The Senate Approves the Draft Law of the Economic and Social Development Plan for Fiscal Year 2025/2026
18 May 2025
In a plenary session with H.E. Dr. Rania Al-Mashat, Minister of Planning, Economic Development, and International Cooperation
The Senate Approves the Draft Law of the Economic and Social Development Plan for Fiscal Year 2025/2026
The Minister of Planning, Economic Development, and International Cooperation extends her thanks to the President of the Senate and Senate members for the rich discussions on the development plan for the new fiscal year.
In response to the inquiries of members of the Honorable Council:
Al-Mashat: The 2025/2026 plan adheres to a ceiling of public investments of EGP 1.16 trillion to rationalize spending and reduce debt burdens… Priority is given to projects with high implementation rates.
The government was keen to meet the financial requirements of the health sector to fulfill the commitments of the Universal Health Insurance Project in the 2025/2026 plan.
The private sector is a top priority in the coming period to lead development efforts and attract local and foreign investments.
More than $14.5 billion in concessional development financing for the private sector in 5 years, and $3.9 billion for renewable energy projects under the “NWFE” program.
The Senate, chaired by Counselor Abdel Wahab Abdel Razek,
approved the draft economic and social development plan for the fiscal year
2025/2026. This approval came after H.E. Dr. Rania Al-Mashat, Minister of Planning,
Economic Development, and International Cooperation, presented the targets and
key features of the upcoming fiscal year’s plan before the Senate in a session
attended by Counselor Mahmoud Fawzy, Minister of Parliamentary and Legal
Affairs and Political Communication.
In this context, H.E. Dr. Rania Al-Mashat extended her
gratitude to Counselor Abdel Wahab Abdel Razek, Senate President, and the
members of the Senate, for their efforts in establishing the pillars of
democracy and constructive discussions of the draft laws and various topics
related to the state’s public policy. She also thanked Dr. Hany Sarie El-Din,
Chairman of the Financial, Economic and Investment Affairs Committee in the
Senate, as well as the heads of the specialized committees and the parliamentary
party representatives, for the rich and productive discussions on the draft
plan over the past week, emphasizing that the valuable remarks made by the
honorable members were taken into consideration within the framework of the
integration between the Senate and the government for the effective
implementation of economic and social development plans.

• [GOAL 1]:
Reproduce the Senate approval article word for word between "The government was" and "the 2025/2026 plan.", inclusive.
• [GOAL 2]:
Answer from the Senate approval article:
(a) What ceiling on public investments does the 2025/2026 plan adhere to?
(b) Who chaired the Senate when it approved the plan?
(c) Who is Chairman of the Financial, Economic and Investment Affairs Committee in the Senate?
• [GOAL 3]:
Using the Senate approval article, decide whether each statement agrees with it. Answer yes or no and quote the deciding words.
(a) The private sector receives more than $14.5 billion in concessional development financing over 5 years.
(b) No other minister besides Al-Mashat attended the session.
(c) The members' remarks on the draft plan were set aside.
The records come from a different source than the article on the Senate's approval.

• [DATASET]:
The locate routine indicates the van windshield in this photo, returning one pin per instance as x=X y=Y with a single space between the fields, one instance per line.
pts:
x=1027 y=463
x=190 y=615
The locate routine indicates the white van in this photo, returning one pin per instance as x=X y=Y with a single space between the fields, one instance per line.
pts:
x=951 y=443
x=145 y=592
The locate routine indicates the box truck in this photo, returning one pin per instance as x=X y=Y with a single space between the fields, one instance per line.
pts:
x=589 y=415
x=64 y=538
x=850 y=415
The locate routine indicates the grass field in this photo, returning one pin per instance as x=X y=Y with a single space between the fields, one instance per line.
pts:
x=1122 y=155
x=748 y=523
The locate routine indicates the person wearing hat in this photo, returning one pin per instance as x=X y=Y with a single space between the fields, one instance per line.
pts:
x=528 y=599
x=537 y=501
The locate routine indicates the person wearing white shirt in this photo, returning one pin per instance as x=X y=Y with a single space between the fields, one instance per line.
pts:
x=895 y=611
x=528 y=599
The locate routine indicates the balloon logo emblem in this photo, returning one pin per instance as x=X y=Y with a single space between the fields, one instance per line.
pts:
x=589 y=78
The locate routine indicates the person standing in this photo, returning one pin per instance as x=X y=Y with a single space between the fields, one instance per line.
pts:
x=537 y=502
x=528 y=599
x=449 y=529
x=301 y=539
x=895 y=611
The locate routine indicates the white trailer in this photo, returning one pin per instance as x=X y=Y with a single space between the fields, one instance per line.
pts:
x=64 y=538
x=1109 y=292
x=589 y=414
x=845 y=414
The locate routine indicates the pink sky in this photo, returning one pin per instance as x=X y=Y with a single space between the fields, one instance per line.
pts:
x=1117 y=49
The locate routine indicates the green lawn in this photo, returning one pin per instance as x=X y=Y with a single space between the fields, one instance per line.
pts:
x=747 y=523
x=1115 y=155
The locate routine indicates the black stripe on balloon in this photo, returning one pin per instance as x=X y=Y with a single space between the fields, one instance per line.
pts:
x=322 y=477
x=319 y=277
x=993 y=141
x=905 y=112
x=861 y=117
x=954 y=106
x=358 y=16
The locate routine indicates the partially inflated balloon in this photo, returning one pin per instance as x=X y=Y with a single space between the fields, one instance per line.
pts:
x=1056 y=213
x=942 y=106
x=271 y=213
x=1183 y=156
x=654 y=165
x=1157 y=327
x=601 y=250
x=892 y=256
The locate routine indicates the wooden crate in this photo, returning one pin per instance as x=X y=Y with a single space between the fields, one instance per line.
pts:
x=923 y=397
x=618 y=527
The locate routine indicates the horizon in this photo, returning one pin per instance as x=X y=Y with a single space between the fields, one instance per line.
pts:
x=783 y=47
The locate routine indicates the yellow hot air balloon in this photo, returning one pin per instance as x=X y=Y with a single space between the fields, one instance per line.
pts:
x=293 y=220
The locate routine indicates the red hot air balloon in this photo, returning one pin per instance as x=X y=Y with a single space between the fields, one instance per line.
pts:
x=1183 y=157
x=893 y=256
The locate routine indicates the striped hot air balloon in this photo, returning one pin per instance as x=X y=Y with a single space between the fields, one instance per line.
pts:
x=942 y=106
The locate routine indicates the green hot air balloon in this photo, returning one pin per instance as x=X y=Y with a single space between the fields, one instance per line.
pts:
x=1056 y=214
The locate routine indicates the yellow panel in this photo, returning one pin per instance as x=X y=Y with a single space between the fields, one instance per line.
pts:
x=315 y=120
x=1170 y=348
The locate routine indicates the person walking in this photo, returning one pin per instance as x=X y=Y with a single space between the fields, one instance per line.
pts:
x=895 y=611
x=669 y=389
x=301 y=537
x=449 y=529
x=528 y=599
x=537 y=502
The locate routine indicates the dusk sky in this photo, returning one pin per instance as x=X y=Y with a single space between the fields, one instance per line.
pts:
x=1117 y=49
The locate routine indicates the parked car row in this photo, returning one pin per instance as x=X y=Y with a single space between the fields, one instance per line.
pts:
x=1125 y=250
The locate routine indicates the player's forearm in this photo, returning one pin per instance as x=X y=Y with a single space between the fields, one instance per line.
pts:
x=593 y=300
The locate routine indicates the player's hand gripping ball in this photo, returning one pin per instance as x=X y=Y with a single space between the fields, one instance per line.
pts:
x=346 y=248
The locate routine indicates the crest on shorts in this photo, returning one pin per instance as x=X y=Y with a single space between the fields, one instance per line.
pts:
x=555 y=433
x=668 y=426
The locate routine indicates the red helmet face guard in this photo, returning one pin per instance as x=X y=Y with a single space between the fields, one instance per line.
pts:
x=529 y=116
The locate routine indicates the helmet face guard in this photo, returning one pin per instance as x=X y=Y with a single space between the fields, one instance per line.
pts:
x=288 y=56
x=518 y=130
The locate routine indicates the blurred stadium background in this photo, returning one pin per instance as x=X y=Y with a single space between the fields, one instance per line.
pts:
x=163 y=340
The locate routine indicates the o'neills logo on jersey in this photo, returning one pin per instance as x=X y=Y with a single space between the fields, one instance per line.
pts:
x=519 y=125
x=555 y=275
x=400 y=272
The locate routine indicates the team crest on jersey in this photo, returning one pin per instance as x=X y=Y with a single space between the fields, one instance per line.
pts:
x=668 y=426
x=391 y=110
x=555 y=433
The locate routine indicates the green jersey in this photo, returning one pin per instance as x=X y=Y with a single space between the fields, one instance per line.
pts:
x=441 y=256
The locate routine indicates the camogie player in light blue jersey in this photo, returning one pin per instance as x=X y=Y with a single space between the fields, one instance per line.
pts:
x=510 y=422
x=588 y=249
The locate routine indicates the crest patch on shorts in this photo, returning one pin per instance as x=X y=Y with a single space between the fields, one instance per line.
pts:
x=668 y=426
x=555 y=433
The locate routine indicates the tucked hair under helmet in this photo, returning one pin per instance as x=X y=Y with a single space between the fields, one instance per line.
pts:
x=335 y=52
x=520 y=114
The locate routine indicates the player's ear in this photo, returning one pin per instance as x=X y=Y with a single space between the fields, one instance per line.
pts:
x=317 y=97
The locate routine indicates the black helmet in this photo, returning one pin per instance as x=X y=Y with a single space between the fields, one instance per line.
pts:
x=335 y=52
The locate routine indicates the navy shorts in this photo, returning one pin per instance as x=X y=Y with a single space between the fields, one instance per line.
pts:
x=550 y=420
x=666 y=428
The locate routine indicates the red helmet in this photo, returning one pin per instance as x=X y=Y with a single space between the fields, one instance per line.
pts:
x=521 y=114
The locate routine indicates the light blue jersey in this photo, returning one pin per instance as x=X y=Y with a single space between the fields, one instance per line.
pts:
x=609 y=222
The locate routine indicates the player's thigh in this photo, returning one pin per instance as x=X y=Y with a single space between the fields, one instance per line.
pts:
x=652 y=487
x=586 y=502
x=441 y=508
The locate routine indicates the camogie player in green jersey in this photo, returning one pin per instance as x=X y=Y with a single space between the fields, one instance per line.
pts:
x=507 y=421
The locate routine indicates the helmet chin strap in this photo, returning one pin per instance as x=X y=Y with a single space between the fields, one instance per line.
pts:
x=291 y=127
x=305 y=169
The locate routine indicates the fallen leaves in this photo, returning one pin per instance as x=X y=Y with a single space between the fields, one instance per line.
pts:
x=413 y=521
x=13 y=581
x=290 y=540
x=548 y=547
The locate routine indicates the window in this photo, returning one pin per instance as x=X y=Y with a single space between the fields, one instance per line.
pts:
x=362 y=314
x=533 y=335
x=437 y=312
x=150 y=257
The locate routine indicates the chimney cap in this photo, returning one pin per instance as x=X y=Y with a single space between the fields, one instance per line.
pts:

• [TASK RESULT 1]:
The government was keen to meet the financial requirements of the health sector to fulfill the commitments of the Universal Health Insurance Project in the 2025/2026 plan.

• [TASK RESULT 2]:
(a) EGP 1.16 trillion
(b) Counselor Abdel Wahab Abdel Razek
(c) Dr. Hany Sarie El-Din

• [TASK RESULT 3]:
(a) Yes: "More than $14.5 billion in concessional development financing for the private sector in 5 years"
(b) No: "in a session attended by Counselor Mahmoud Fawzy, Minister of Parliamentary and Legal Affairs and Political Communication"
(c) No: "the valuable remarks made by the honorable members were taken into consideration"